TASK INSTRUCTIONS: Among the entries that follow, find every line with the word "trunk" and copy it.

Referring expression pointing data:
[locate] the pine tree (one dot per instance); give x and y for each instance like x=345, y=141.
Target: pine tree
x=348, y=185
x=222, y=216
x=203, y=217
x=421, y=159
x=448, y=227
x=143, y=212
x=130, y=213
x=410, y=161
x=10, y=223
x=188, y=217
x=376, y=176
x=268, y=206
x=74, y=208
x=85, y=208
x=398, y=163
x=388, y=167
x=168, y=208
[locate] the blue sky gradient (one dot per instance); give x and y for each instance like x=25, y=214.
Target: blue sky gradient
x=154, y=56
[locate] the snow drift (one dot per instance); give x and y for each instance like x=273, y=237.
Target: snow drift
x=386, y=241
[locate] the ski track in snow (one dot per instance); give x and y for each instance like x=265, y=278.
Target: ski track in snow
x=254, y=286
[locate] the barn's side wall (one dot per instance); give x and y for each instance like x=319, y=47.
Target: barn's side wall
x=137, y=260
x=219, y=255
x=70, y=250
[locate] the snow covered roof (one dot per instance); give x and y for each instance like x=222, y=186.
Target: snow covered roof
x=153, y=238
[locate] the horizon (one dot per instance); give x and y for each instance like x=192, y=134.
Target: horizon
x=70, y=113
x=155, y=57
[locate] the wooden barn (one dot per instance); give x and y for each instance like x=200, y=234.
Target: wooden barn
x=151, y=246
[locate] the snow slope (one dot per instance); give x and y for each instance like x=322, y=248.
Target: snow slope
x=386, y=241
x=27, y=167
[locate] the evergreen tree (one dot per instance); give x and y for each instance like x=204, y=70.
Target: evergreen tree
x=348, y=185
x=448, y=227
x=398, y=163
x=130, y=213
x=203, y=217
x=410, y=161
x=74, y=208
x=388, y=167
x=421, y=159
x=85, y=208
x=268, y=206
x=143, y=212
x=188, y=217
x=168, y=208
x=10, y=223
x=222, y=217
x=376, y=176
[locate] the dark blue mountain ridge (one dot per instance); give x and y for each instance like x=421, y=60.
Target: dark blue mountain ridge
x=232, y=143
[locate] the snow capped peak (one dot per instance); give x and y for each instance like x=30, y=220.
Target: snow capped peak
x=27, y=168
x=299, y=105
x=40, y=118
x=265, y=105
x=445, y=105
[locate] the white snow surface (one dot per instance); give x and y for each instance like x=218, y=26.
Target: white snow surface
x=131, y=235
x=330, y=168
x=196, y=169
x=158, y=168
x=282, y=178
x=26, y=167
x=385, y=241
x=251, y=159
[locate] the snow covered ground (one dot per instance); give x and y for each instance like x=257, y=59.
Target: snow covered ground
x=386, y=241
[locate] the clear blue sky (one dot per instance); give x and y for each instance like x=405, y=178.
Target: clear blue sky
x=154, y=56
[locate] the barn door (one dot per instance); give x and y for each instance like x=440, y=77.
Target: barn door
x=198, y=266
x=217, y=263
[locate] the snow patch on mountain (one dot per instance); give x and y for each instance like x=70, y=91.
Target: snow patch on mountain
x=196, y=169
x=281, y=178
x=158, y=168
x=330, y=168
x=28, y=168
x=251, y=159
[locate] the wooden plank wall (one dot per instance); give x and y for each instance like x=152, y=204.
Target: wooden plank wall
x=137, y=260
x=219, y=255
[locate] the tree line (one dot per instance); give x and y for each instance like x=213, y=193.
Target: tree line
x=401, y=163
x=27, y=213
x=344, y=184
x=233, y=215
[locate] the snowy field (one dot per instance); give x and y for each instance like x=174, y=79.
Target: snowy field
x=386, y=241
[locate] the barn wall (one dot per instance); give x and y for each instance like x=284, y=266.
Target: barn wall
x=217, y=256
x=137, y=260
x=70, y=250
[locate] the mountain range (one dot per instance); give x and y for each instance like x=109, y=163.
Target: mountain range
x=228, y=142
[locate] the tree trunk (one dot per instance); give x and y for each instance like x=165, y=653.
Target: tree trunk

RESPONSE TO THE EXERCISE:
[locate] the tree trunk (one dot per instance); give x and y for each instance like x=165, y=653.
Target: tree trunk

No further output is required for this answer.